Stated exercise
Format everything from the line containing "[point] at the dirt" down to the last line of the items as a JSON list of strings, with one string per line and blank lines omitted. Include both of those end lines and nothing outside that span.

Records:
^^^^^^^^^^^^^^^^

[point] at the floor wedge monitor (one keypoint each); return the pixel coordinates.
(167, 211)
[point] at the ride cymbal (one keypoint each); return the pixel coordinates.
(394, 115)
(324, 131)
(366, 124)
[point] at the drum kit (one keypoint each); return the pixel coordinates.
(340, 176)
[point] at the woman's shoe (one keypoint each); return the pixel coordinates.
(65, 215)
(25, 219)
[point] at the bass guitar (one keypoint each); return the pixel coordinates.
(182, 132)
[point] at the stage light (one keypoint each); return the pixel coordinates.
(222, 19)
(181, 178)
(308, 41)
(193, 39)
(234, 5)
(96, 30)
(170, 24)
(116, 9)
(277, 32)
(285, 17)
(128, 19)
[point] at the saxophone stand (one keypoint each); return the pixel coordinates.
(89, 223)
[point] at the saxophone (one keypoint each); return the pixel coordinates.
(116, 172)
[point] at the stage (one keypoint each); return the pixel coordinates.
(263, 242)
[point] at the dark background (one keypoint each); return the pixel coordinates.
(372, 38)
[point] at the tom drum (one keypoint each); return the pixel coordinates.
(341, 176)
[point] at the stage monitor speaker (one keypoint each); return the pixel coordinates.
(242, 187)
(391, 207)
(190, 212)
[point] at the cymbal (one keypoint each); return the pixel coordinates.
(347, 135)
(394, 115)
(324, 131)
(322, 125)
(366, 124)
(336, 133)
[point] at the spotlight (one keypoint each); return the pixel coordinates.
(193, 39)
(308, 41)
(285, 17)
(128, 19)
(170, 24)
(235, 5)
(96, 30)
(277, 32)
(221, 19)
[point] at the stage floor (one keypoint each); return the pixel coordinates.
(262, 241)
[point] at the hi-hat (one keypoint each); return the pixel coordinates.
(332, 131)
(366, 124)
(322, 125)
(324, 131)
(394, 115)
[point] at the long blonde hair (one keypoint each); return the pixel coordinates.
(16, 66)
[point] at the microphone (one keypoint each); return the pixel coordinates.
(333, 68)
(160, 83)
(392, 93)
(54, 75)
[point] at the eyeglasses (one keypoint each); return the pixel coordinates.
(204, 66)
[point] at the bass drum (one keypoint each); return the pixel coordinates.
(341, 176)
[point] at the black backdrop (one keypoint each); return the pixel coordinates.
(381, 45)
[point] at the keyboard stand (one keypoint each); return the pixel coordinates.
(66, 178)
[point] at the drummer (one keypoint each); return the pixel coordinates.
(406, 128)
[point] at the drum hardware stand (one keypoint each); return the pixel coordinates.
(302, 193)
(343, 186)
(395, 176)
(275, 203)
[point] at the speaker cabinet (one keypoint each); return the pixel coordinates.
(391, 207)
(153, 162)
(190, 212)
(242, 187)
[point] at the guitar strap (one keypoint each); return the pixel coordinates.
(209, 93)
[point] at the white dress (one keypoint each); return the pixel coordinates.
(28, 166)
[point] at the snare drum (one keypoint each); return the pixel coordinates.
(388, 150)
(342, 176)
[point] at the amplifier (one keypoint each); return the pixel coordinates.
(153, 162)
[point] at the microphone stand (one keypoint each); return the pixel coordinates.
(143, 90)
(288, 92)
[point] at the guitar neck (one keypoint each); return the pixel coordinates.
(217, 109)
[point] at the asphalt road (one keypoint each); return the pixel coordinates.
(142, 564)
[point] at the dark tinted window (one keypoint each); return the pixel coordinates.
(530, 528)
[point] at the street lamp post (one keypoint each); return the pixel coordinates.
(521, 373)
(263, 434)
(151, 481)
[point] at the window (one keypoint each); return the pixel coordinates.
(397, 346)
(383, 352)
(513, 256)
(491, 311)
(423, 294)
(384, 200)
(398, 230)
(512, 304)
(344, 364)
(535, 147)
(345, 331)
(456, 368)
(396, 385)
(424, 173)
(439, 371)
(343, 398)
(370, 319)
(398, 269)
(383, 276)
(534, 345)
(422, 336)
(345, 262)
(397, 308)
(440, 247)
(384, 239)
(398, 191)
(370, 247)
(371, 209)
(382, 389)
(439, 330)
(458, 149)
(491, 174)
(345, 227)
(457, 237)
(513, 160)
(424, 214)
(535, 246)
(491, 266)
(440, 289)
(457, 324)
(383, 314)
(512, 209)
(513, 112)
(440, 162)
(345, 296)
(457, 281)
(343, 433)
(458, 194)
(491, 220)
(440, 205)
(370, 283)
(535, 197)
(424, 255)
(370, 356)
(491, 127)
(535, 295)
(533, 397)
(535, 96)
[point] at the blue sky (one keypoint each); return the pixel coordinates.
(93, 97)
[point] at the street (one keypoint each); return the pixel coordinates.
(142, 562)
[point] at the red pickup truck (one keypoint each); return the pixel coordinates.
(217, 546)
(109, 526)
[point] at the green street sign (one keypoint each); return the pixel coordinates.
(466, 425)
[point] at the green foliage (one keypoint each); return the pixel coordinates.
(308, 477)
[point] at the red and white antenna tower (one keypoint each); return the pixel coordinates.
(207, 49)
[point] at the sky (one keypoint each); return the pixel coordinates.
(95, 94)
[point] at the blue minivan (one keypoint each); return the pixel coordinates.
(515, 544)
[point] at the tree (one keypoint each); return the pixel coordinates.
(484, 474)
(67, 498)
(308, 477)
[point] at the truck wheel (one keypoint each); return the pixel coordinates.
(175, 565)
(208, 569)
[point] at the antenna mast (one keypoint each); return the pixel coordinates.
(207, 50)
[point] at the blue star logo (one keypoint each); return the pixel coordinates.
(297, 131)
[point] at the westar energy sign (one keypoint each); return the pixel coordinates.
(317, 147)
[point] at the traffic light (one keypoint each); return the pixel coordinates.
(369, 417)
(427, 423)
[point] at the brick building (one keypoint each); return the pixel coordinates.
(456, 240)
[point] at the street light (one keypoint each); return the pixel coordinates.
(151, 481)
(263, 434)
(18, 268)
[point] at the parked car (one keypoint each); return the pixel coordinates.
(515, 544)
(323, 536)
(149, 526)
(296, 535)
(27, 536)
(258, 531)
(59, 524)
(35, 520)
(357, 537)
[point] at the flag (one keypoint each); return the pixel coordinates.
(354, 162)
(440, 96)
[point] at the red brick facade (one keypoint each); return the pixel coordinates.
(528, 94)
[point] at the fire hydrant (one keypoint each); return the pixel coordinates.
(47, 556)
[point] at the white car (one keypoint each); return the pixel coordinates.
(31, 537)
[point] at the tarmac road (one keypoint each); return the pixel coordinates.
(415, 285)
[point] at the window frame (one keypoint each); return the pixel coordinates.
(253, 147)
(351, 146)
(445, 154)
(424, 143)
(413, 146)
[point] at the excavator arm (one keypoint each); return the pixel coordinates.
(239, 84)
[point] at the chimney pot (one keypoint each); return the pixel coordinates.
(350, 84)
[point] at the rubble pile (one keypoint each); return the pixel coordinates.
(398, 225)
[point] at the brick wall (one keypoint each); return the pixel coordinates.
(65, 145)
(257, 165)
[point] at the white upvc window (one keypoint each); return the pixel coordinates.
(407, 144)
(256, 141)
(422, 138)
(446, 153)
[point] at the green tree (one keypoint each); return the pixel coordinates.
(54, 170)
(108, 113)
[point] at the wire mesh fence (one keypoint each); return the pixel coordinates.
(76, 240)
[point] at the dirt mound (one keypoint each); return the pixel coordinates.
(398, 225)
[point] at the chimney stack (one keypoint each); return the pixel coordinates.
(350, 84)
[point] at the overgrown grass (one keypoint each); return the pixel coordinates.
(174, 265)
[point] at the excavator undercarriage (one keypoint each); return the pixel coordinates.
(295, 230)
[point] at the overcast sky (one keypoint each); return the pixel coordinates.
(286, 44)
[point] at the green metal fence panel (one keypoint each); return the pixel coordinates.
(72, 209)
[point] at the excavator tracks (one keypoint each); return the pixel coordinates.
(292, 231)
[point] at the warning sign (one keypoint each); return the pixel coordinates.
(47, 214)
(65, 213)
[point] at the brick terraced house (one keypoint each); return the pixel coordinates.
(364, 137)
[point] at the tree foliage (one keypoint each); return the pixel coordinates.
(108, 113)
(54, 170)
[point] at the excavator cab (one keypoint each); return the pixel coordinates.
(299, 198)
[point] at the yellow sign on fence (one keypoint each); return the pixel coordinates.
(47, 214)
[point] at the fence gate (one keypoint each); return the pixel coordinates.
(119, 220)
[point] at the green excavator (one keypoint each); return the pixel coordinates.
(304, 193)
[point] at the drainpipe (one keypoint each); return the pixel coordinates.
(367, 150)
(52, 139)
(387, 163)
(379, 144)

^^^^^^^^^^^^^^^^

Written reply
[
  "[point] at the dirt mound (one keypoint each); return the pixel coordinates.",
  "(398, 225)",
  "[point] at the chimney stack (one keypoint each); return the pixel coordinates.",
  "(350, 84)",
  "[point] at the overgrown grass (one keypoint each); return the pixel coordinates.",
  "(174, 265)",
  "[point] at the excavator undercarriage (one keypoint each); return the pixel coordinates.",
  "(295, 230)",
  "[point] at the overcast sky (one keypoint each); return the pixel coordinates.",
  "(286, 44)",
  "[point] at the green metal fence panel (one keypoint each); return the pixel coordinates.",
  "(72, 209)",
  "[point] at the excavator tracks (one keypoint each); return the pixel coordinates.",
  "(292, 231)",
  "[point] at the warning sign (one keypoint each); return the pixel coordinates.",
  "(47, 214)",
  "(65, 213)",
  "[point] at the brick terraced house (one keypoint each); return the pixel coordinates.",
  "(364, 137)",
  "[point] at the tree foliage (one keypoint each); return the pixel coordinates.",
  "(108, 113)",
  "(54, 170)",
  "[point] at the excavator cab (one keypoint each); return the pixel coordinates.",
  "(299, 198)",
  "[point] at the yellow sign on fence (one keypoint each); return the pixel coordinates.",
  "(47, 214)",
  "[point] at the fence gate (one keypoint each); return the pixel coordinates.",
  "(119, 220)",
  "[point] at the green excavator (one keypoint each); return the pixel coordinates.",
  "(304, 193)",
  "[point] at the drainpipe (one keypoint each); return the pixel coordinates.",
  "(367, 150)",
  "(52, 139)",
  "(387, 163)",
  "(379, 144)"
]